Excerpted text =>

With trial court dockets packed and limited time for hearings, Florida courts will sometimes seek to streamline the process by denying motions without hearings. However, when it comes to motion to vacate judgments, Florida law frequently requires an evidentiary hearing, which provides an opportunity to call witnesses and present evidence in support of relief from the judgment. This article provides a brief note on case law underlying this concept. If you have questions about relief from judgements, vacating judgments, setting aside judgments, or challenging judgments, please contact Bernhard Law Firm at 786-871-3349, abernhard@bernhardlawfirm.com, www.bernhardlawfirm.com.

When reviewing a motion for relief from judgment, Florida law requires a trial court to liberally apply Florida Rule of Civil Procedure 1.540 and liberally grant relief thereunder.[1] Additionally, Florida law requires a trial court to hold an evidentiary hearing whenever the movant so much as raises any colorable grounds for relief under Rule 1.540.[2] This basic requirement for an evidentiary hearing derives from Florida’s constitutional due process right to a full, fair, and meaningful opportunity to be heard.[3] Failure to provide the evidentiary hearing is fundamental error. Id.

Collected data

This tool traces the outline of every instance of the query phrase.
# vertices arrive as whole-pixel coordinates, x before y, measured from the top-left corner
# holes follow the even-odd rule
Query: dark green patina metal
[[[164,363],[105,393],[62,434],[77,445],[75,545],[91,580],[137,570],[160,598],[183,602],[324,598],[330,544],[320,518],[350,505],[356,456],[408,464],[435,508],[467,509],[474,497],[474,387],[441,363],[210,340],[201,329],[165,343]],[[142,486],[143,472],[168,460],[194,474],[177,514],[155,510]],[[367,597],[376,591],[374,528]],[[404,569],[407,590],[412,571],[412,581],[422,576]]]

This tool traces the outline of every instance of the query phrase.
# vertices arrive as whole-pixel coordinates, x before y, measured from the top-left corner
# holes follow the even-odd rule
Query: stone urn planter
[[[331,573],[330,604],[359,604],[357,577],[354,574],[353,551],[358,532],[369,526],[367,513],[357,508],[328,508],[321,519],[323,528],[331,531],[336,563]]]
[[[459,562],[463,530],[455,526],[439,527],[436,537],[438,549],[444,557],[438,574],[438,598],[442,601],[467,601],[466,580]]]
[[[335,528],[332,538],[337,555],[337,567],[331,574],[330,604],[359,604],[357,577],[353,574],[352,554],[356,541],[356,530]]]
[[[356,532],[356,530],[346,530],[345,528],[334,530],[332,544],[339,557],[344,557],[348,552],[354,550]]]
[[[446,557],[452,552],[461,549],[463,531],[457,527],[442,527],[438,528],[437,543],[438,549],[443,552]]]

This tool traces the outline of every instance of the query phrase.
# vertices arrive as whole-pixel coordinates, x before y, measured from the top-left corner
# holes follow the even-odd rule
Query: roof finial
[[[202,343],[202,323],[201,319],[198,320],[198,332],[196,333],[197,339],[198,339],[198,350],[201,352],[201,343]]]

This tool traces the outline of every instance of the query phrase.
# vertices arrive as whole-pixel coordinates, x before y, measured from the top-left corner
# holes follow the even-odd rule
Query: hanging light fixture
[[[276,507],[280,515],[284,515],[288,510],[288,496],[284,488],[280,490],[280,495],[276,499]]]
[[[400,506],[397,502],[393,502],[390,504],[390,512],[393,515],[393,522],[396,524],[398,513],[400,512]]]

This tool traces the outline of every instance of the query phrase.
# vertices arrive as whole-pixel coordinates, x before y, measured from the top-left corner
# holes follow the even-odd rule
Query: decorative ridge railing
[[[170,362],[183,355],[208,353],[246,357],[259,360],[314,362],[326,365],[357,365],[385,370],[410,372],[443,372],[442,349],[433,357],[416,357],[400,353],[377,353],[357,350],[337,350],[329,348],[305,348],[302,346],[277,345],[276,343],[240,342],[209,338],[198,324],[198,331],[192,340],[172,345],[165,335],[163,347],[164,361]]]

Problems to work on =>
• a. Answer these questions from the article on motions to vacate:
(i) What does an evidentiary hearing give a party the chance to do?
(ii) Which rule must a Florida trial court liberally apply when reviewing a motion for relief from judgment?
(iii) What does failure to provide the evidentiary hearing constitute?
• b. Print the part of the article on motions to vacate starting at "When reviewing a" and ending at "fundamental error. Id.".
The collected data is separate material and is not part of the article on motions to vacate.

Solutions =>
• a.
(i) Call witnesses and present evidence in support of relief from the judgment.
(ii) Florida Rule of Civil Procedure 1.540.
(iii) Fundamental error.

• b.
When reviewing a motion for relief from judgment, Florida law requires a trial court to liberally apply Florida Rule of Civil Procedure 1.540 and liberally grant relief thereunder.[1] Additionally, Florida law requires a trial court to hold an evidentiary hearing whenever the movant so much as raises any colorable grounds for relief under Rule 1.540.[2] This basic requirement for an evidentiary hearing derives from Florida’s constitutional due process right to a full, fair, and meaningful opportunity to be heard.[3] Failure to provide the evidentiary hearing is fundamental error. Id.